Textauswahl:
----------------------------------------

Ich hatte grosses Glück. Erstens mit meiner
natürlichen psychischen Widerstandsfähigkeit, die mich dies einigermassen
unbeschadet überstehen liess. Zweitens habe ich in diesem Kloster einen Mitbruder
gefunden, der heute mein Mann ist.
Dieser
überaus sympathische Mann aus dem Film?
Genau der. Wenige Monate, nachdem ich
vergewaltigt worden war, war er für mich da und ich merkte: Da ist ein Freund,
das ist jemand, der sich für mich interessiert, da ist ein Mitstreiter. Er war
sofort an meiner Seite, obwohl wir in getrennten Häusern lebten, sagte: Du,
wenn der das nochmals macht, helfe ich dir! Ich wusste ziemlich schnell: Das
ist Liebe. Und diese Liebe hat mich wieder zum Leben zurückgebracht.
Da
waren Sie allerdings noch nicht draussen.
Das Kloster hat mich, was es normalerweise
nicht macht, studieren geschickt. Ich erhielt ein Stipendium. Als ich wusste,
dass ich jeden Monat 700 Euro auf mein Konto erhalte, realisierte ich: Jetzt kann
ich gehen. Ich hatte ja sonst nichts.

----------------------------------------

[Auszug aus einem Datensatz]
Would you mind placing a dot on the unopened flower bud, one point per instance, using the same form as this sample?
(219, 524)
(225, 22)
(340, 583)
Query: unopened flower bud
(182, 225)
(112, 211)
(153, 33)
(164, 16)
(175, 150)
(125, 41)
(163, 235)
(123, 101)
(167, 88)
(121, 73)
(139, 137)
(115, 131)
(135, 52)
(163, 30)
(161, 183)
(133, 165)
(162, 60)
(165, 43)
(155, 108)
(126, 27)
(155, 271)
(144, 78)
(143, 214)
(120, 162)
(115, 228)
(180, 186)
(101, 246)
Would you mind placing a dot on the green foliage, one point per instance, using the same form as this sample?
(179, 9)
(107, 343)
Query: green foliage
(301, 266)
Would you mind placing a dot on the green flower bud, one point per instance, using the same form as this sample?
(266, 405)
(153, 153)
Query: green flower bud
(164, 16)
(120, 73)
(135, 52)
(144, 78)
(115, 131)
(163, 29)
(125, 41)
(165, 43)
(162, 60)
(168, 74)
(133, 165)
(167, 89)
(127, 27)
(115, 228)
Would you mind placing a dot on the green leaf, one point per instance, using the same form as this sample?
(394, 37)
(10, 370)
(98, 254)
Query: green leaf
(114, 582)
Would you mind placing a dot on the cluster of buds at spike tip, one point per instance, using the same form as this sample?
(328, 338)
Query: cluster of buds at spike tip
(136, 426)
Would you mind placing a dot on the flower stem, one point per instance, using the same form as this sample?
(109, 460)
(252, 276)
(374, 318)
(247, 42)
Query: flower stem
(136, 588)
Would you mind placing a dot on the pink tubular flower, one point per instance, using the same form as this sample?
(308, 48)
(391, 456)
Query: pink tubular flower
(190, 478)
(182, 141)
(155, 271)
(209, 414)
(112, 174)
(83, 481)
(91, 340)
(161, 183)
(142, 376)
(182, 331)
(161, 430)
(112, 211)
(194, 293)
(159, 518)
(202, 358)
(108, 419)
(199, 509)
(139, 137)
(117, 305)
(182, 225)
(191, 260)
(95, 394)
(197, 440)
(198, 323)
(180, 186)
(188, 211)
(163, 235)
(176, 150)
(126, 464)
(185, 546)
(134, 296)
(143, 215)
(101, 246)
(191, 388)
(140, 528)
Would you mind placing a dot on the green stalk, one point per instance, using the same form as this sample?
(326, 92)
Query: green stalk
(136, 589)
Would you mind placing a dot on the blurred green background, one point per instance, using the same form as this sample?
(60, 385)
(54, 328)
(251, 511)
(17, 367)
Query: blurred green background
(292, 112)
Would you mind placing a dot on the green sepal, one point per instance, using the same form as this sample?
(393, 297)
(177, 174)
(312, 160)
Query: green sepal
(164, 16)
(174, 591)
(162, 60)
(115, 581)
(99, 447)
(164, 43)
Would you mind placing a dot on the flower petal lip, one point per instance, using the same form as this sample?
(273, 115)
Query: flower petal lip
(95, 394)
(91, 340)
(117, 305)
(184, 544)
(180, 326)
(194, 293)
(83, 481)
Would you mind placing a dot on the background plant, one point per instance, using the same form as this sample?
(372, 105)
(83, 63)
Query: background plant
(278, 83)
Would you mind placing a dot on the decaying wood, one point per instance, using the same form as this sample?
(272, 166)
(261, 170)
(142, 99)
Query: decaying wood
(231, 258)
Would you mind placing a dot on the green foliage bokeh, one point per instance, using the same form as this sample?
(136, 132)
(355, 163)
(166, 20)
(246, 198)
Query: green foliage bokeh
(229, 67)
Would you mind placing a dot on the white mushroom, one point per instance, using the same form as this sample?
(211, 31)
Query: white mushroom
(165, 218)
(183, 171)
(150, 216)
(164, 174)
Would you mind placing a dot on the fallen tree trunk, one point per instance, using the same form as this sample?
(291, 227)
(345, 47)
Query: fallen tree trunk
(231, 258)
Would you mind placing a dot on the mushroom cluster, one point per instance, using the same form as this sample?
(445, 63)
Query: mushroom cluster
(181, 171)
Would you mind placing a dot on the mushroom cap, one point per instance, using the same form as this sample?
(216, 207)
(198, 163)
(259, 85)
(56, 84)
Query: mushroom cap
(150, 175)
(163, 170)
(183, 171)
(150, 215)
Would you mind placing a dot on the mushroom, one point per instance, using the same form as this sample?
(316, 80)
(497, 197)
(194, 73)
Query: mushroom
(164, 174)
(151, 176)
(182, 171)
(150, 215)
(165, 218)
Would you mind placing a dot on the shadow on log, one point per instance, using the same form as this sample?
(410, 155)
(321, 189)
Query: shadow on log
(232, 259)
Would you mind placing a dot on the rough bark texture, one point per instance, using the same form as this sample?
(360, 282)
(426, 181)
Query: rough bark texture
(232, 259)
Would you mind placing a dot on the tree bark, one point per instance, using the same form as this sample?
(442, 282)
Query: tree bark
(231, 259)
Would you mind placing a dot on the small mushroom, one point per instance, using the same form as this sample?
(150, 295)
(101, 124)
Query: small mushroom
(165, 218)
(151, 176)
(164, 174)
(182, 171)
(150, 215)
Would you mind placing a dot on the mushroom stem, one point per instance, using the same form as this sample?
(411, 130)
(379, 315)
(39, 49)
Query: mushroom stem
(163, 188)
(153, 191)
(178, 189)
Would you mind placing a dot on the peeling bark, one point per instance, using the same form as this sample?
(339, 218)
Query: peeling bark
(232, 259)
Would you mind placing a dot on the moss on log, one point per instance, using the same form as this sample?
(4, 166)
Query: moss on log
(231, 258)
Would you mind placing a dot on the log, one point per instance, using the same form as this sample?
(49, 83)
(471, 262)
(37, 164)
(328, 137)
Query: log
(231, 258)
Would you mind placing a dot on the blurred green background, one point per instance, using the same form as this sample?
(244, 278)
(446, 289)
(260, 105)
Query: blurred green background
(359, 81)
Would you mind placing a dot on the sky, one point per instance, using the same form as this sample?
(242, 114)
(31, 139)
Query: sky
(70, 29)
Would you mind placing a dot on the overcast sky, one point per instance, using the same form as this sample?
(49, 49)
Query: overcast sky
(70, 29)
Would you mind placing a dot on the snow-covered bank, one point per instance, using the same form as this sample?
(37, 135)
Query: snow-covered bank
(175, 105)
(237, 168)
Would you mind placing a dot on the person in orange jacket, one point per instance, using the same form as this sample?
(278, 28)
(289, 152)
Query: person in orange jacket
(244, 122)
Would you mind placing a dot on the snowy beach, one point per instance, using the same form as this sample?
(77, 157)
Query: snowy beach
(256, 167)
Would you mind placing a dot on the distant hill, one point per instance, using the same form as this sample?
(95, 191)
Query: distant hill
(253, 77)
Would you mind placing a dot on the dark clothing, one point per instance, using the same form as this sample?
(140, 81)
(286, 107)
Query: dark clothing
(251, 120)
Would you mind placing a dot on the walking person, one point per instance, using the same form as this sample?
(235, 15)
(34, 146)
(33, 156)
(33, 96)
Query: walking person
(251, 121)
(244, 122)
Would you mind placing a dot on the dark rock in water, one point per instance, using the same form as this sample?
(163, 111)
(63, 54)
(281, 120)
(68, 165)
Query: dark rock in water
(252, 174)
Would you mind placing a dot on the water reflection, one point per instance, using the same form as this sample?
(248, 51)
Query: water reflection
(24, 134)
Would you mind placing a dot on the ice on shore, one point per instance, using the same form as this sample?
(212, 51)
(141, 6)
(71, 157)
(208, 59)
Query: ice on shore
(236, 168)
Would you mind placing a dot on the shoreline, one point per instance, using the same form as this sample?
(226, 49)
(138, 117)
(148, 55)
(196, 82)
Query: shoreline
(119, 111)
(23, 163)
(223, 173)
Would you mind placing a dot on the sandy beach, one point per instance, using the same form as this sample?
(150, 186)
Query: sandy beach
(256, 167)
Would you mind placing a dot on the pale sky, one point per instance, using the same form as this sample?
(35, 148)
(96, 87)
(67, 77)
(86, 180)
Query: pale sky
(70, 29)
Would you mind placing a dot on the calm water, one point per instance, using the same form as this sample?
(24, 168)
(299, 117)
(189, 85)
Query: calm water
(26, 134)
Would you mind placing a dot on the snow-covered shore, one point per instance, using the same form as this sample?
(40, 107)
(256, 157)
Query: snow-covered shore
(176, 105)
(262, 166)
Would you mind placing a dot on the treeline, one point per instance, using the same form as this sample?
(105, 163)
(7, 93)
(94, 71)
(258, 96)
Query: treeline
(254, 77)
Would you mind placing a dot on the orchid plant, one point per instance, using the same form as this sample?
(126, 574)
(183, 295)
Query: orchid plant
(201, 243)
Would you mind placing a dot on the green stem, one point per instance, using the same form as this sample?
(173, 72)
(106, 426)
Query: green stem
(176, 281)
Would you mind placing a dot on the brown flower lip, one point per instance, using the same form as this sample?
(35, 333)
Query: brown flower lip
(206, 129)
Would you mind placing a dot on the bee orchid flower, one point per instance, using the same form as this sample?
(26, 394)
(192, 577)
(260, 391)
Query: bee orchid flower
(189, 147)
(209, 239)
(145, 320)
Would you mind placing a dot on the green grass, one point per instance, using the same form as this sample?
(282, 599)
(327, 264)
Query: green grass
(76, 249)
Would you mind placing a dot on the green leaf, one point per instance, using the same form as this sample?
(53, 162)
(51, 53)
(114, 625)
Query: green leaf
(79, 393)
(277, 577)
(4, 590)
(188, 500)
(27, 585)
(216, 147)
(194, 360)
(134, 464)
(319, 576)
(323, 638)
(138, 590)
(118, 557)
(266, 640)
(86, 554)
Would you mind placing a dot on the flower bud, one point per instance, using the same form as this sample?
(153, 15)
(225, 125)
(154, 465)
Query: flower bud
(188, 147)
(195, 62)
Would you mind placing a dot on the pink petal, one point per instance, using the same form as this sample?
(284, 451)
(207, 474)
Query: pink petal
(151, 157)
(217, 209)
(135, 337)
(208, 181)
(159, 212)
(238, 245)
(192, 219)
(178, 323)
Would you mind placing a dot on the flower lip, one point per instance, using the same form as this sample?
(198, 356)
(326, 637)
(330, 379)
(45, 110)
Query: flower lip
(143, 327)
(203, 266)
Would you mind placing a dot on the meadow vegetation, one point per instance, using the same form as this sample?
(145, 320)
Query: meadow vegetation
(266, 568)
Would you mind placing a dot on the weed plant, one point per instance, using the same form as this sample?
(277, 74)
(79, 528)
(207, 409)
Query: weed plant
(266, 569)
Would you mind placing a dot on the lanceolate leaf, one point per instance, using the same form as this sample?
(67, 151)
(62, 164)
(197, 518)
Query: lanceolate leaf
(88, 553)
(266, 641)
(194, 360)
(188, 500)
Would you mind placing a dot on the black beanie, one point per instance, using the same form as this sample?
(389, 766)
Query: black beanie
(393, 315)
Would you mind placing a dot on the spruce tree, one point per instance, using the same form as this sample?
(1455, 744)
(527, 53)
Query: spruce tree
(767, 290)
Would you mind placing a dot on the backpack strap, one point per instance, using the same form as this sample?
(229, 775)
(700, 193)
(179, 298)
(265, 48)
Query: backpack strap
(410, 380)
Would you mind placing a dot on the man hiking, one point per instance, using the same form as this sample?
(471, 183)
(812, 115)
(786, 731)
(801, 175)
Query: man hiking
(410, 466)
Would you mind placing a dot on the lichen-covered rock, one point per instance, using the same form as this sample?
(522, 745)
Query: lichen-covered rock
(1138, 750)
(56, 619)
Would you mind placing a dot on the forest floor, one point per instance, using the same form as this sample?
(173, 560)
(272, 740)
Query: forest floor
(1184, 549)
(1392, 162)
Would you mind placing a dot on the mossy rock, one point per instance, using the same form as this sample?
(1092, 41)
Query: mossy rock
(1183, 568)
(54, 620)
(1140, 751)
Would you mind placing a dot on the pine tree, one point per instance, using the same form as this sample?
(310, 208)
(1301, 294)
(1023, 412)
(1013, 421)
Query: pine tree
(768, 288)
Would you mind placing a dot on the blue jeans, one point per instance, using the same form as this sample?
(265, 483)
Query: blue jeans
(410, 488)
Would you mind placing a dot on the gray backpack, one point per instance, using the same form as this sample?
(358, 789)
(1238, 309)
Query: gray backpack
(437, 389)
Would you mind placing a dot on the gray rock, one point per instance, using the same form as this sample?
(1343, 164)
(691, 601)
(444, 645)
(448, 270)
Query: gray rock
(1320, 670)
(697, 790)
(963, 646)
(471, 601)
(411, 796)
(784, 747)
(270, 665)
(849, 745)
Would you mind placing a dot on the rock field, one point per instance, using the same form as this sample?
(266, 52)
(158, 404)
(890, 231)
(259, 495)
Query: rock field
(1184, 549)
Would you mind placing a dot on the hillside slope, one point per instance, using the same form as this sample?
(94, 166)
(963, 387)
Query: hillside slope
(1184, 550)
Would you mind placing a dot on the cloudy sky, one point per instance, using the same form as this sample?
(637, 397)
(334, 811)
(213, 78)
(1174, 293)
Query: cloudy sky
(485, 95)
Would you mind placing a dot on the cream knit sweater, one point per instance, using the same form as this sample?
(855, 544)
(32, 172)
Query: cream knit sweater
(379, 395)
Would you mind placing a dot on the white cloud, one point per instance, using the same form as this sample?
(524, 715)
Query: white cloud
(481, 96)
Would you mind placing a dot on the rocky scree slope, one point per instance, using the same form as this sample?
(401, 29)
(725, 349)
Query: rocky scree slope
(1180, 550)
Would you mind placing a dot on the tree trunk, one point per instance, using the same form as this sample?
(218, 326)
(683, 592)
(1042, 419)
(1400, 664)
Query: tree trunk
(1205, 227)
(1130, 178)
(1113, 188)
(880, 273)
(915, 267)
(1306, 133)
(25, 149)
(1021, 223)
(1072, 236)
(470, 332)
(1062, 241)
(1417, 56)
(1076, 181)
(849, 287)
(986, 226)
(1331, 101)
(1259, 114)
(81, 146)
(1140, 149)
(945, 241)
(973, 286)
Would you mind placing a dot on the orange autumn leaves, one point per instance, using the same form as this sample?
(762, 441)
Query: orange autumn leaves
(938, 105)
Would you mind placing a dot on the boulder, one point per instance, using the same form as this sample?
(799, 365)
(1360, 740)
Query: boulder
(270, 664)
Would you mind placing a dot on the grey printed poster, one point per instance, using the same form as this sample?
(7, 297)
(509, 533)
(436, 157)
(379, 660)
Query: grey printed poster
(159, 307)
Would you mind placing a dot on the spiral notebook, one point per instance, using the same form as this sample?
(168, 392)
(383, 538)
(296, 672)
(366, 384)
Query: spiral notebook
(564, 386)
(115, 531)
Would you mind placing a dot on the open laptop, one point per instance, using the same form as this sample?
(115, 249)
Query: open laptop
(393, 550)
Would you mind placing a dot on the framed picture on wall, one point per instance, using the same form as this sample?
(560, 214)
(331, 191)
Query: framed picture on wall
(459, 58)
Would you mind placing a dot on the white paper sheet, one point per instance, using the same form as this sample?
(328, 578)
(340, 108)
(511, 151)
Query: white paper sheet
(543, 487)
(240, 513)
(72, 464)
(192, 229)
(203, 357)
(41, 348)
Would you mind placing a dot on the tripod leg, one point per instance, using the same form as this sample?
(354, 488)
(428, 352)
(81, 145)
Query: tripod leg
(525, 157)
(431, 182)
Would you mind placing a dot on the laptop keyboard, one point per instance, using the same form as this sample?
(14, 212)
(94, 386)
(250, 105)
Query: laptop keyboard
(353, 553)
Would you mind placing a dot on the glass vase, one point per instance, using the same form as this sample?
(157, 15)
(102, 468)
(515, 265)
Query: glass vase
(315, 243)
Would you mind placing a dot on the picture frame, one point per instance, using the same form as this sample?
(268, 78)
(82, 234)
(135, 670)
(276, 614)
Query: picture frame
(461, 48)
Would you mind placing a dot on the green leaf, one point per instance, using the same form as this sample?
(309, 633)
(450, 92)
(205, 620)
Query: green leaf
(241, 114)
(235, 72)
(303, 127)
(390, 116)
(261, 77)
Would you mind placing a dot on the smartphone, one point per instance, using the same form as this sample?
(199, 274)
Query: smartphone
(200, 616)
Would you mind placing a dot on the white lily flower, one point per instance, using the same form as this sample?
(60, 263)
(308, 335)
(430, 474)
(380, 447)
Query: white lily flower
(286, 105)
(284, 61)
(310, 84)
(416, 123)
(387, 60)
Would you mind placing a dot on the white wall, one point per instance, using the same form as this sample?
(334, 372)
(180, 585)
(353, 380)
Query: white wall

----------------------------------------

Zur Aufgabe:
Wie könnte das Interview über die Zeit im Kloster nach seinem letzten Satz weitergehen? Setze es fort.

Antwort zur Aufgabe:
Wie hat
Ihre Familie auf den Ausstieg reagiert? Waren sie froh, dass Sie entkommen
sind?
Die waren total erschüttert, die haben
gedacht, ich bin da glücklich. Vorgestern hab ich übrigens einen Brief aus Rom
bekommen. Ich hab ja öfter Briefe hingeschickt, jetzt hab ich eine Antwort
bekommen. Ich hab nichts anderes erwartet, bin aber trotzdem schockiert.
Bitte?!
Ich hab gewusst, dass sowas kommt, aber ich
bin trotzdem fassungslos.
Das ist
ein Standardbrief, oder?
Ja, das ist ein Standardbrief. Aber ich hab
denen ja nicht geschrieben «mein Kind ist krank» oder so, ich hab genau
geschrieben, was passiert ist, hab Studien zitiert.
Wie
haben Sie nach dem Verlassen des Klosters eigentlich zu Ihrer Stimme in der
Öffentlichkeit gefunden?
Lange nach meinem Austritt hab ich noch
geglaubt: Ich bin die einzige, der sowas passierte. Dann bin ich auf eine
amerikanische Studie aus den 90er-Jahren gestossen, in der stand, dass dreissig
Prozent aller Ordensfrauen missbraucht werden. Ich habe unzählige Frauen
getroffen, die im Kloster spirituell und sexuell missbraucht wurden, die jetzt
in Trümmern liegen und denen keiner zuhört. Für sie machte ich den Film und
schreibe ich Bücher. Das ganze System beruht ja darauf, dass die Opfer
nicht reden. Ich will für sie kämpfen.
Betrachten
Sie sich als Feministin?
Wenn man Feminismus so definiert, dass es
darum geht, die Herrschaft von Menschen über andere Menschen abzuschaffen und
jeden Menschen als das zu sehen, was er ist, dann bin ich ganz klar Feministin.
Und was
machen wir jetzt mit der Religion?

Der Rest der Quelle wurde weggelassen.